The entries below are to be copied exactly, with nothing left out.

-*-

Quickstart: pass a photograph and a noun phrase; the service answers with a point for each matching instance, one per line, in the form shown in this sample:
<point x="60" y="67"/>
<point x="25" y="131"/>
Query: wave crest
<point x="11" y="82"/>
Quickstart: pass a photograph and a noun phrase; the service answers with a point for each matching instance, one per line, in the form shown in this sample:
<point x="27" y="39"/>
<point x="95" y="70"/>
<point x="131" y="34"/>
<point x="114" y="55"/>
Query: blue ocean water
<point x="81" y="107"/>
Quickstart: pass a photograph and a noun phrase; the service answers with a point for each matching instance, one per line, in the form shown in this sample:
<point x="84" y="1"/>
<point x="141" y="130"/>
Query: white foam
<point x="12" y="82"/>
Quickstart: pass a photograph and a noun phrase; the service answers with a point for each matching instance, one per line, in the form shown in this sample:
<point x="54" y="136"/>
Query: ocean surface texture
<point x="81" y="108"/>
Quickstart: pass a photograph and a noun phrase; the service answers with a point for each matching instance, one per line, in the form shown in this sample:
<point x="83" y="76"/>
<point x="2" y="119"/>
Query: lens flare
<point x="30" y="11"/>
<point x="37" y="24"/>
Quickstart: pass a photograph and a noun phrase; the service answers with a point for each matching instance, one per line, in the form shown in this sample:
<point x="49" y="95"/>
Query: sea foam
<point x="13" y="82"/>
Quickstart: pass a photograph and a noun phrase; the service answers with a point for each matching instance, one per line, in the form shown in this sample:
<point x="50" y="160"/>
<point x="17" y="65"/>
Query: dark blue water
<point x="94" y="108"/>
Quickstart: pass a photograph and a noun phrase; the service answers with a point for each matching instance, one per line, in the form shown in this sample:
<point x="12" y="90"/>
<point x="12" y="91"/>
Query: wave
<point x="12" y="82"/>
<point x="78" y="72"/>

-*-

=== ANSWER SECTION ===
Quickstart: pass a photograph and a noun phrase; the service answers with a point for each matching instance, one per line, in the form shown in this sample:
<point x="60" y="67"/>
<point x="25" y="131"/>
Query: wave crest
<point x="11" y="82"/>
Quickstart: pass a photograph and a noun phrase; the service answers with a point for each matching instance, one per line, in the form shown in this sample:
<point x="27" y="39"/>
<point x="95" y="70"/>
<point x="131" y="34"/>
<point x="114" y="55"/>
Query: blue ocean water
<point x="81" y="107"/>
Quickstart: pass a photograph and a noun phrase; the service answers with a point for each matching instance, one per line, in the form shown in this sample:
<point x="84" y="1"/>
<point x="141" y="130"/>
Query: white foam
<point x="12" y="82"/>
Quickstart: pass a photograph and a noun phrase; the service answers with a point for each matching instance, one per line, in the form shown in this sample:
<point x="54" y="136"/>
Query: ocean surface texture
<point x="81" y="108"/>
Quickstart: pass a photograph and a noun phrase; the service answers with a point for each matching instance, one per line, in the form shown in this sample:
<point x="83" y="76"/>
<point x="2" y="119"/>
Query: lens flare
<point x="30" y="11"/>
<point x="37" y="24"/>
Quickstart: pass a photograph and a noun phrase; the service answers with a point for each matching instance, one per line, in the form shown in this sample:
<point x="49" y="95"/>
Query: sea foam
<point x="13" y="82"/>
Quickstart: pass a photograph and a noun phrase; the service answers with a point for each matching instance, one per line, in the form shown in this sample:
<point x="50" y="160"/>
<point x="17" y="65"/>
Query: dark blue water
<point x="94" y="108"/>
Quickstart: pass a photograph and a noun phrase; the service answers with a point for each matching instance, one per line, in the form shown in this sample:
<point x="12" y="90"/>
<point x="12" y="91"/>
Query: wave
<point x="12" y="82"/>
<point x="78" y="72"/>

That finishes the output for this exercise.